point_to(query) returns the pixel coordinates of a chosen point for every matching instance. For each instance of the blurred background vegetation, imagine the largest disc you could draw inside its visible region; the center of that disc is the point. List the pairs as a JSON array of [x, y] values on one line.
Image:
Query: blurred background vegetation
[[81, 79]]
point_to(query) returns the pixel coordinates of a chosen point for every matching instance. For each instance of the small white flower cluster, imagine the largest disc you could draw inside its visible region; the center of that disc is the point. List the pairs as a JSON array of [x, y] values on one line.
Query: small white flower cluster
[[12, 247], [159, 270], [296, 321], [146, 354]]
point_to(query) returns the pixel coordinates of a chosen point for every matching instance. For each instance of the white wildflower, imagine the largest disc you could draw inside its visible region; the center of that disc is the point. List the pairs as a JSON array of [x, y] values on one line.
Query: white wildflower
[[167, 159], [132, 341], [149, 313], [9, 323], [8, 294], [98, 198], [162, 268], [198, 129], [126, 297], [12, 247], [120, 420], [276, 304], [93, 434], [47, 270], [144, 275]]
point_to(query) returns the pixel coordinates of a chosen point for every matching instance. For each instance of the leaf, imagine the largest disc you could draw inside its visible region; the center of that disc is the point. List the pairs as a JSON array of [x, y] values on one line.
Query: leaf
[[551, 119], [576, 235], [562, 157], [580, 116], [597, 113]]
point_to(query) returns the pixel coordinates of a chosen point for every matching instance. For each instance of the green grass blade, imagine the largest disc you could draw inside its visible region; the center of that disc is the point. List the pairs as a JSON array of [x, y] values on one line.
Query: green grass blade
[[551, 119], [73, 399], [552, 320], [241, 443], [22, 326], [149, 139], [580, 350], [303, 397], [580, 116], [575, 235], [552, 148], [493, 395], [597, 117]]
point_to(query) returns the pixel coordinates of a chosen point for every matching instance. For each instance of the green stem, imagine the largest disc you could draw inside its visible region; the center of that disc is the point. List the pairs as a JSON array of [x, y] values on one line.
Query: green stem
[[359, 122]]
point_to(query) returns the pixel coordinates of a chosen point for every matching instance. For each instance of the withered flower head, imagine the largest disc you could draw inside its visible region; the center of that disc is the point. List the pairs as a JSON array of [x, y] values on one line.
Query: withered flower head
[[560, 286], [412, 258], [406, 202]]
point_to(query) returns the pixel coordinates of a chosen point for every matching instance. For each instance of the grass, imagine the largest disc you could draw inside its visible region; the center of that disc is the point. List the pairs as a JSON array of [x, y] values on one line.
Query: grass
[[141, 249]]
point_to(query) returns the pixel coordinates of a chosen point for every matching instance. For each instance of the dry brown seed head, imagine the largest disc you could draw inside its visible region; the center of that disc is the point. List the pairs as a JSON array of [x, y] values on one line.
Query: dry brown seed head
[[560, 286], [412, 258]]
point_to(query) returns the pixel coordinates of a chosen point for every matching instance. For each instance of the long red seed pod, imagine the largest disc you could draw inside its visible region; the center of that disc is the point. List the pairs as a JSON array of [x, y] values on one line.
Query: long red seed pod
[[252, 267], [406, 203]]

======

Copy the lines above word for word.

point_to(query) returns the pixel coordinates of a chosen point for every matching instance. For each instance of the blurred background vegetation, imagine the largest disc you could draw inside its visible region; the center of that disc is the point. List the pairs as a JSON array of [x, y] values on one line.
Image:
Query: blurred background vegetation
[[81, 79]]
point_to(query) returns the pixel coordinates of a chosen point for every matching instance. For each instance of the small white flower cluster, imagine the largest disc you could draw inside its visible region; the center of that disc is the point. List the pairs as a JSON array of [x, y] values on one line.
Query: small white flower cluster
[[12, 247], [159, 270], [296, 321], [146, 354]]
point_to(query) returns the pixel coordinates of a chosen point for every matching instance. For each instance of the white wildflower, imagine the largest disc you could draw inside its visible region; the center of that disc is the point. List the pairs as a JSON array of [x, y] values on one line.
Query: white wildflower
[[167, 159], [132, 341], [149, 313], [9, 323], [8, 294], [98, 198], [162, 268], [198, 129], [126, 297], [12, 247], [120, 420], [276, 304], [93, 434], [47, 270], [144, 275]]
point_to(query) returns the pixel coordinates of a chosen point for every matching instance. For each instance of the leaf, imagine the largest disc you could draw inside its visible region; the center of that disc is the point. List the pairs as a JSON array of [x, y] values on one line.
Query: leaf
[[551, 119], [576, 235], [562, 157], [580, 116], [597, 113]]
point_to(query) returns the pixel coordinates of a chosen point for every matching instance. For each instance of the green grass blade, imagine the largest disc you could draw inside its visible region; the center of that disc is the point. List the pairs as a JSON array of [x, y] values on one line.
Query: green grass blade
[[551, 119], [73, 399], [552, 320], [241, 443], [22, 326], [149, 139], [580, 350], [303, 397], [580, 116], [575, 235], [552, 148], [493, 395], [597, 117]]
point_to(query) returns the pixel coordinates of a chosen point for every matching instance. For each instance of the green stem, imagine the largest disc you could draw inside its visible region; the center of that disc is the point. List the pairs as a JSON array of [x, y] values on one line.
Query: green stem
[[359, 122]]
point_to(query) returns the pixel coordinates of a chosen point for every matching instance. For each instance of the withered flower head, imagine the largest disc you could draw inside its visible region; the center of that disc is the point. List the pairs as a JSON array of [x, y] values on one line.
Query: withered flower head
[[560, 286], [412, 258], [406, 202]]
point_to(query) returns the pixel coordinates of a chosen point for every matching instance. For each instance of the grass, imagine the largest disc you could draw inside its visible region; the center of that disc is the point. List the pairs as a JSON array of [x, y] values on one line.
Query: grass
[[141, 249]]
point_to(query) returns the pixel coordinates of a chosen point for every matching instance. For each instance of the dry brown seed head, imagine the largest disc you could draw inside its visible region; the center of that disc is the point. List the pairs as a JSON array of [x, y] values on one line.
Query: dry brown seed head
[[560, 286], [412, 258]]
point_to(query) returns the pixel coordinates of a chosen point for every matching instance. For each instance of the long red seed pod, imagine the largest disc you could draw inside its visible region; the center of that disc is the point. List the pairs as a JSON array of [x, y] values on one line.
Query: long red seed pod
[[252, 267], [406, 203]]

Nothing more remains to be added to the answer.